AIM | Please set out every line of the listing below as a numbered list, omitting the blank lines.

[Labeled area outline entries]
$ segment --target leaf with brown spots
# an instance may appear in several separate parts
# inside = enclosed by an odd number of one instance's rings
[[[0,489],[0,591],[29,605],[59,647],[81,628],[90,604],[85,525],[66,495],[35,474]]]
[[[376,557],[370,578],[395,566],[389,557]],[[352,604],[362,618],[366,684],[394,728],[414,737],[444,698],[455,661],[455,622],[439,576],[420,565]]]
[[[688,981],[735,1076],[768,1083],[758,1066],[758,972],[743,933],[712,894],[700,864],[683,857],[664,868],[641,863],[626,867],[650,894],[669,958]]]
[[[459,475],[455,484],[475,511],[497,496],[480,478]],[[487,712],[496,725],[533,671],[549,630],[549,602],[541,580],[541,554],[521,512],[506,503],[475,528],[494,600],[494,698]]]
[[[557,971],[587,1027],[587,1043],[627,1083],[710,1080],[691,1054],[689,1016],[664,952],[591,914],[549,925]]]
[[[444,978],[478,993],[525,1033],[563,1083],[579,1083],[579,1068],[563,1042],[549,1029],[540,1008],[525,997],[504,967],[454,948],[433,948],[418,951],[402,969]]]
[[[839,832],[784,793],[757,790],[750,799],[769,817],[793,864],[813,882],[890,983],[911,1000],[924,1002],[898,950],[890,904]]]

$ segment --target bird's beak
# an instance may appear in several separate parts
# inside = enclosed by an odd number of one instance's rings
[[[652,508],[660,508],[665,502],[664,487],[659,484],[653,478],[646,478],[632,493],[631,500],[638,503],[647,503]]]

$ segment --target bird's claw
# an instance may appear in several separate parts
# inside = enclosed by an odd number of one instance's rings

SOLUTION FOR THIS TASK |
1. $ segment --target leaf with brown spots
2. # an instance may appear in several separate parts
3. # inside = enclosed by an odd number of one instance's rings
4. [[[0,489],[0,591],[29,605],[59,647],[81,628],[90,604],[85,525],[66,495],[35,474]]]
5. [[[376,557],[370,578],[395,566],[389,557]],[[352,604],[362,618],[366,684],[394,728],[414,737],[444,698],[455,661],[455,622],[439,576],[420,565]]]
6. [[[688,981],[735,1076],[768,1083],[758,1066],[758,972],[743,933],[712,894],[700,864],[683,857],[664,868],[641,863],[626,867],[650,894],[669,958]]]
7. [[[459,475],[455,484],[475,511],[497,496],[480,478]],[[487,712],[496,725],[533,671],[549,630],[549,602],[541,580],[541,554],[521,512],[506,503],[475,528],[494,600],[494,698]]]
8. [[[557,971],[587,1027],[587,1043],[627,1083],[710,1080],[691,1054],[689,1016],[664,952],[591,914],[549,925]]]
9. [[[444,978],[478,993],[525,1033],[563,1083],[579,1083],[579,1068],[563,1042],[549,1029],[540,1008],[525,997],[504,967],[454,948],[433,948],[418,951],[402,969]]]
10. [[[839,832],[784,793],[757,790],[750,799],[769,817],[793,864],[813,882],[890,983],[911,1000],[924,1002],[898,950],[890,904]]]
11. $ segment --target bird's beak
12. # an instance may appear in several separate parts
13. # inside = enclosed by an odd number of one instance's rings
14. [[[652,508],[660,508],[665,502],[664,487],[659,484],[653,478],[646,478],[632,493],[631,500],[638,503],[647,503]]]
15. $ segment --target bird's claw
16. # an instance may appear in several separate parts
17. # inside = enclosed by an odd number of one instance's rings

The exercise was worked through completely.